== Task directions ==
Nothing but the lines from the line with "around the grass" through the end of the data is to be copied, and each is to be copied exactly.

== Dataset ==

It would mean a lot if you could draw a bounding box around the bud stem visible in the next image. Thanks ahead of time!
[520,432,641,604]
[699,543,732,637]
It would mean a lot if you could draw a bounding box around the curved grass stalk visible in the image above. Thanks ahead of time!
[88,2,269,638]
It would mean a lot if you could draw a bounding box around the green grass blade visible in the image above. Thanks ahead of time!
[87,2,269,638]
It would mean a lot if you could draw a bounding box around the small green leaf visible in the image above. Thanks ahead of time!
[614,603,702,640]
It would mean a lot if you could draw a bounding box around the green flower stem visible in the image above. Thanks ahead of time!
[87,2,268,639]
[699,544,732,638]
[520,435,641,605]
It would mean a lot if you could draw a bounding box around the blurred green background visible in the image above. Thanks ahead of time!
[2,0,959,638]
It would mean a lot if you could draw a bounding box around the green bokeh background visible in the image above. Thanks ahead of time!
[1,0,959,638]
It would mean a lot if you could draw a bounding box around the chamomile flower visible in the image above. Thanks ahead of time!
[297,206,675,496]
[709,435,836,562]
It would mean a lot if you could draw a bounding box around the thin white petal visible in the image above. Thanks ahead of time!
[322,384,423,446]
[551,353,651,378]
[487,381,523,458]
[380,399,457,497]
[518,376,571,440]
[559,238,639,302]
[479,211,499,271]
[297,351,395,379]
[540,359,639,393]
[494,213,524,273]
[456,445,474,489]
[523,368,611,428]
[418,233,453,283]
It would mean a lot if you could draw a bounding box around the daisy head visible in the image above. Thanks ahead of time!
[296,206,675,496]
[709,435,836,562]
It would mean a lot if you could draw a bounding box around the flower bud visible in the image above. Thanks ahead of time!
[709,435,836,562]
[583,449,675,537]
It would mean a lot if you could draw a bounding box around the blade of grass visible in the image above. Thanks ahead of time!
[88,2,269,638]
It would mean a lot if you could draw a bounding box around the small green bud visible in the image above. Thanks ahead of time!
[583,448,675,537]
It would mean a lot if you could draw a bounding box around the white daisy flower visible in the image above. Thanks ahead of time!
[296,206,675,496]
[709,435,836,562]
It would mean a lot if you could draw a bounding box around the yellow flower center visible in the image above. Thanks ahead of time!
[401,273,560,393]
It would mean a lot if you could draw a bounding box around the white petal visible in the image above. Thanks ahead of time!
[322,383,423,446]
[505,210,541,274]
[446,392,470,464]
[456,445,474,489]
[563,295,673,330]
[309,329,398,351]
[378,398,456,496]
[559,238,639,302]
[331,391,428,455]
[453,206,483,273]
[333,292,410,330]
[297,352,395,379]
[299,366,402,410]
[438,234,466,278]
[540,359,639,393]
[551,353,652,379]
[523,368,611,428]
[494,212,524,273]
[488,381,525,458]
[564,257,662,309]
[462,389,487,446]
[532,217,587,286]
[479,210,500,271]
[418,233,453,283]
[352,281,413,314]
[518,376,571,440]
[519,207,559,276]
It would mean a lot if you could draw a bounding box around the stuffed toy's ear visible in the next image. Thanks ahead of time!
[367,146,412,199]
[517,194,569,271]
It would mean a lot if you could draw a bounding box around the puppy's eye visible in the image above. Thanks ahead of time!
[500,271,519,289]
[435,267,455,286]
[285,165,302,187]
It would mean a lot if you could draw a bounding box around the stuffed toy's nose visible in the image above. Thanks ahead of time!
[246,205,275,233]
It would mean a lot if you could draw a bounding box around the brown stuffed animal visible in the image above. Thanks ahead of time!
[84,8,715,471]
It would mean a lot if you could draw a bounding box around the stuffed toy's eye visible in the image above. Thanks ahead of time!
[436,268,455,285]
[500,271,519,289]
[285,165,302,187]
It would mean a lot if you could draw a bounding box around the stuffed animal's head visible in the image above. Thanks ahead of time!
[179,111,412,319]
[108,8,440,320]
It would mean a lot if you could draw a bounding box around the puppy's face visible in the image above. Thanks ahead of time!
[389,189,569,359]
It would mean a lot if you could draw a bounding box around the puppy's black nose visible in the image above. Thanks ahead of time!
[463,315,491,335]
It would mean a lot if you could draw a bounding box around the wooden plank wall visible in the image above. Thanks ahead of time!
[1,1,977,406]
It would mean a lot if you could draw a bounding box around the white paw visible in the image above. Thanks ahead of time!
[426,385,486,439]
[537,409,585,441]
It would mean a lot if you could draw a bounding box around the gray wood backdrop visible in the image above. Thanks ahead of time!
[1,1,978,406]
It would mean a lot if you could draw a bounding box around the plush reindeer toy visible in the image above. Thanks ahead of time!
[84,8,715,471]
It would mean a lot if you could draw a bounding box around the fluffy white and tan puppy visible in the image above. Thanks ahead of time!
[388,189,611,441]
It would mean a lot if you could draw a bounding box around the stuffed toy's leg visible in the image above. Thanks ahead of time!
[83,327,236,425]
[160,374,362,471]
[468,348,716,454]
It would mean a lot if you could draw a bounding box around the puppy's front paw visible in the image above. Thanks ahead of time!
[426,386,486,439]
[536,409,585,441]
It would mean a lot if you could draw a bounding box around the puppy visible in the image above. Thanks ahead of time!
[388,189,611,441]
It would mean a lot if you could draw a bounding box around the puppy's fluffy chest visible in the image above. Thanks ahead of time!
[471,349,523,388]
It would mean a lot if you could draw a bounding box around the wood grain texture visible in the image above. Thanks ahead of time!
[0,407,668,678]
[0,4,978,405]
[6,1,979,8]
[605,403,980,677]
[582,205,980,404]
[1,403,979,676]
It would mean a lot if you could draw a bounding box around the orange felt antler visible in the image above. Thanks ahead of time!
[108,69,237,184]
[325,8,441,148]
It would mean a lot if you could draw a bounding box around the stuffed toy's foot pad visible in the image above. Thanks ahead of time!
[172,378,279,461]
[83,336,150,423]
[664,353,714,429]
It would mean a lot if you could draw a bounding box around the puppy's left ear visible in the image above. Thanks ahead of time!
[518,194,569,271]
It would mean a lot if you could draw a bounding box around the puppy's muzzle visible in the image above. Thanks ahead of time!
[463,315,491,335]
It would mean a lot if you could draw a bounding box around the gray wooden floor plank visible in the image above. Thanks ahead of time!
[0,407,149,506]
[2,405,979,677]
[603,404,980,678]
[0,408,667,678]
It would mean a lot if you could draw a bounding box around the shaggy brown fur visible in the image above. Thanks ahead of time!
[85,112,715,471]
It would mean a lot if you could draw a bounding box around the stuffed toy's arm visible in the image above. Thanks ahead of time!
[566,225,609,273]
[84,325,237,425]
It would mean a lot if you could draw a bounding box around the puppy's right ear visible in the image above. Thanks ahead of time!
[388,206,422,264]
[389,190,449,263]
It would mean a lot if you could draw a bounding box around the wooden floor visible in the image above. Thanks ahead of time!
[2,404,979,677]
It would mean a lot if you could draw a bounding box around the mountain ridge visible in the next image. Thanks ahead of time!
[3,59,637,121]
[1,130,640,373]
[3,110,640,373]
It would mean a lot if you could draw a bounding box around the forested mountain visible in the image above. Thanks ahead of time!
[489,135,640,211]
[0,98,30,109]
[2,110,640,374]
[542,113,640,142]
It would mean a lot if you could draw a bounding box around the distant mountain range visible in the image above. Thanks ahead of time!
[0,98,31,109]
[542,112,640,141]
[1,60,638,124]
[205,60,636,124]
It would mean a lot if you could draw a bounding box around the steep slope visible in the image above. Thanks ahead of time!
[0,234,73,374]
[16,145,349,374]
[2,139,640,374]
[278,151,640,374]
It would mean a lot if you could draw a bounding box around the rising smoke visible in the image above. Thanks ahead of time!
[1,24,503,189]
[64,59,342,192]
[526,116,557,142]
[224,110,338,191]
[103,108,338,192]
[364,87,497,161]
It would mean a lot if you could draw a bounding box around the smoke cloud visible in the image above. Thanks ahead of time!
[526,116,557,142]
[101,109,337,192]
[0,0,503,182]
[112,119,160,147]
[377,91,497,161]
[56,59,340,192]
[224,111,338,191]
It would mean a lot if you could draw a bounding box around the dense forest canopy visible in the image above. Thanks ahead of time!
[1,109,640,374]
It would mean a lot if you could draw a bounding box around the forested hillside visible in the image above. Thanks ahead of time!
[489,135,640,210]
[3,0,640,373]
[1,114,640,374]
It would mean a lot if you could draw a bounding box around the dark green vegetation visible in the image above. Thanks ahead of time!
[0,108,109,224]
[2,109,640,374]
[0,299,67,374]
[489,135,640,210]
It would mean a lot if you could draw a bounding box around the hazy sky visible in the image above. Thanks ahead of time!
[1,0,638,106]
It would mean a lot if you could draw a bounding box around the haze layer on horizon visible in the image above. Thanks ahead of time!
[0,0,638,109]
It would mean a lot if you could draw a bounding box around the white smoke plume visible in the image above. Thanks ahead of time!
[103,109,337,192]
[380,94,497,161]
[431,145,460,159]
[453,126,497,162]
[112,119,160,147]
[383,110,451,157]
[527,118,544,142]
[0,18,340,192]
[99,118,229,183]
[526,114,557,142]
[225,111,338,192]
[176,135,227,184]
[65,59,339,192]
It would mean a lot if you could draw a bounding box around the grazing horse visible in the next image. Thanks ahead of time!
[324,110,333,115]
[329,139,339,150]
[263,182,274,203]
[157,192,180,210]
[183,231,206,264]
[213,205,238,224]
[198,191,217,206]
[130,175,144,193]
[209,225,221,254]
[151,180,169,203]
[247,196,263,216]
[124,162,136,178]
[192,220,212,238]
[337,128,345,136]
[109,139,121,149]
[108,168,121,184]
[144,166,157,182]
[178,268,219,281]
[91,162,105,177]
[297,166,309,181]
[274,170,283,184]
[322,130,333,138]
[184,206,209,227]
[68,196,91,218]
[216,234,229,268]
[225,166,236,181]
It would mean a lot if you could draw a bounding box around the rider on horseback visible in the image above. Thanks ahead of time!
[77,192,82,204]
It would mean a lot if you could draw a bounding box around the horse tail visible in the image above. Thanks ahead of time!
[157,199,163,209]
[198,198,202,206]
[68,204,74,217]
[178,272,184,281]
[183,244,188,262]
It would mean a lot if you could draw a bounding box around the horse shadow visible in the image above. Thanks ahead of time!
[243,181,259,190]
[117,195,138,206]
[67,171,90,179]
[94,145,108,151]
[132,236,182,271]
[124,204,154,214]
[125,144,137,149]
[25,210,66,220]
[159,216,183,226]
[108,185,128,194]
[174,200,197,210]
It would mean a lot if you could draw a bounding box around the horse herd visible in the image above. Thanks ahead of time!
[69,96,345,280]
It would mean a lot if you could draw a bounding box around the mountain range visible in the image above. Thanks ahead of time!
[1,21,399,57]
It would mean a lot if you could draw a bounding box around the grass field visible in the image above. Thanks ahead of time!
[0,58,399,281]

== Solved problem ==
It would mean a lot if you could draw a bounding box around the grass field visible in the image above. Thanks ahead of time!
[0,58,399,281]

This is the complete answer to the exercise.